TASK DIRECTIONS: Rewrite all of the data below, changing every "dropped as a pin" to "placed as a marker" and leaving the rest as it is.
— Start of PROVIDED INFORMATION —
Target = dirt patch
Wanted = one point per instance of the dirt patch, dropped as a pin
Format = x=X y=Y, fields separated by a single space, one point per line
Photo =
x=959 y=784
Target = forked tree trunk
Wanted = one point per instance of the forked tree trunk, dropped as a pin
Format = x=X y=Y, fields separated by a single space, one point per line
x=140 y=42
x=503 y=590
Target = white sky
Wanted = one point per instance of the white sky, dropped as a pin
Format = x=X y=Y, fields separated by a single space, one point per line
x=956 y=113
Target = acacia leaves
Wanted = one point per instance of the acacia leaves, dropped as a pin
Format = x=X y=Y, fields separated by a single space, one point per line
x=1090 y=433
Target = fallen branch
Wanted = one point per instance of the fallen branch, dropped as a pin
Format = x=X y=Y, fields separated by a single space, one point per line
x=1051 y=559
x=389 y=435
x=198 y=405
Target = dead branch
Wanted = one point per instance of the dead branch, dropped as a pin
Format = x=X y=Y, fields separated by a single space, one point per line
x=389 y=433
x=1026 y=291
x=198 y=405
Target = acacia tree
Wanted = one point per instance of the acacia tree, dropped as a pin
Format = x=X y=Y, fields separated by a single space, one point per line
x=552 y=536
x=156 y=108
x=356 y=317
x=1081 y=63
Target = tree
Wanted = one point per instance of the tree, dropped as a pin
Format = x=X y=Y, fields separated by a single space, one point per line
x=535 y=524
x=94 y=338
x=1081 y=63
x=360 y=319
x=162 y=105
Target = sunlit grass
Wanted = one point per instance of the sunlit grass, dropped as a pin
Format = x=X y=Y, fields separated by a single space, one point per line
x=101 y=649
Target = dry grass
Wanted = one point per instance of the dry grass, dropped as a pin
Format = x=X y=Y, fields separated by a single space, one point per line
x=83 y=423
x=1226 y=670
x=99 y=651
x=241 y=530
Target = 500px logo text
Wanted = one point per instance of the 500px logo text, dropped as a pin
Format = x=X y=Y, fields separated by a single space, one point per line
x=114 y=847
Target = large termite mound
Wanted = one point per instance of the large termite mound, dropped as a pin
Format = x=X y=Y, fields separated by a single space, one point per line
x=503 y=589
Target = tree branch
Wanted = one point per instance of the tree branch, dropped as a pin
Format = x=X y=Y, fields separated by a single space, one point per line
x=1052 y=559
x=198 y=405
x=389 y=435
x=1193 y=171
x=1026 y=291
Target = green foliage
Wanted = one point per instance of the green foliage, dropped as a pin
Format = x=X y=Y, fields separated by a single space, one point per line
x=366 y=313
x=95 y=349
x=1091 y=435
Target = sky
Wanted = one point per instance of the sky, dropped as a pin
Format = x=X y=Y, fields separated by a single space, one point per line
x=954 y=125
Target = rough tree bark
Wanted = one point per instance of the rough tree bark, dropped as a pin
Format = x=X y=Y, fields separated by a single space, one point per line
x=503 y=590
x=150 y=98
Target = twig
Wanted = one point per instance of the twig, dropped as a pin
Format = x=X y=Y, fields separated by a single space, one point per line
— End of PROVIDED INFORMATION —
IN RESPONSE:
Target = dirt patch
Wanted = one point per instance of the dirt patch, placed as a marker
Format = x=X y=Y, fields separated by a single space, one point per line
Photo =
x=959 y=784
Target = forked tree trunk
Wanted = one point per instance of the forked tree trunk, placed as a marker
Format = x=X y=Y, fields separated by a single space, one point per line
x=140 y=42
x=503 y=590
Target = white sky
Wanted = one point per instance of the white sky, placed as a marker
Format = x=X y=Y, fields separated by a single space, one point per line
x=956 y=113
Target = acacia leaves
Wanted = one point per instance of the acacia leaves, placed as a marker
Format = x=X y=Y, fields separated by a single space, one point per line
x=1090 y=433
Target = fallen branch
Wanted = one point per instance of the fallen branch, placed as a marker
Format = x=X y=Y, fields separated by a single space, one point per line
x=1051 y=559
x=389 y=435
x=198 y=405
Target = dead branch
Wanted = one point per instance of the dead branch, placed as a marker
Format = x=X y=Y, fields separated by a single space, one point per line
x=389 y=433
x=1026 y=291
x=198 y=405
Target = acacia tree
Wanted = one point per instance of the acacia tree, placed as a marker
Format = x=X y=Y, fields separated by a single space, one point per line
x=552 y=536
x=156 y=108
x=356 y=317
x=1081 y=63
Target = tree
Wanted = one point per instance of the tree, placed as a marker
Format = x=X y=Y, fields separated by a single space, one point per line
x=535 y=524
x=94 y=338
x=1081 y=63
x=360 y=319
x=162 y=105
Target = sunlit grass
Wanted = one point per instance of the sunlit grass, placed as a marker
Format = x=X y=Y, fields separated by a single space, one point per line
x=101 y=649
Target = dry grass
Wanted = one point per instance of the dry grass, placed as a marker
Format = x=X y=Y, fields separated by a single space, one point per line
x=83 y=423
x=1226 y=670
x=99 y=651
x=241 y=530
Target = 500px logo text
Wanted = one point per instance of the 500px logo text, placed as a marker
Format = x=X y=Y, fields separated by a single space, one point per line
x=114 y=847
Target = large termite mound
Wanted = one point per instance of the large termite mound, placed as a marker
Format = x=X y=Y, fields separated by a single space, one point per line
x=503 y=589
Target = tree branch
Wanted = one point per instance of the tree branch, placed as a marker
Format = x=X y=Y, fields separated by a single space, one point per line
x=1052 y=559
x=198 y=405
x=389 y=435
x=1193 y=171
x=1026 y=291
Target = green foliage
Wanted = one point per instance of the green foliage, placed as a marker
Format = x=X y=Y, fields separated by a single space, one point per line
x=366 y=313
x=95 y=349
x=1091 y=435
Target = sky
Wanted = one point per instance of the sky, placed as a marker
Format = x=X y=Y, fields separated by a single space, one point per line
x=954 y=125
Target = rough tree bark
Wanted = one point per instance of the rough tree bark, placed as a marker
Format = x=X y=Y, fields separated by a single space, one point per line
x=503 y=590
x=150 y=98
Target = twig
Wanted = one point per instance of the twig, placed as a marker
Format = x=X y=Y, fields separated by a single space, one point per line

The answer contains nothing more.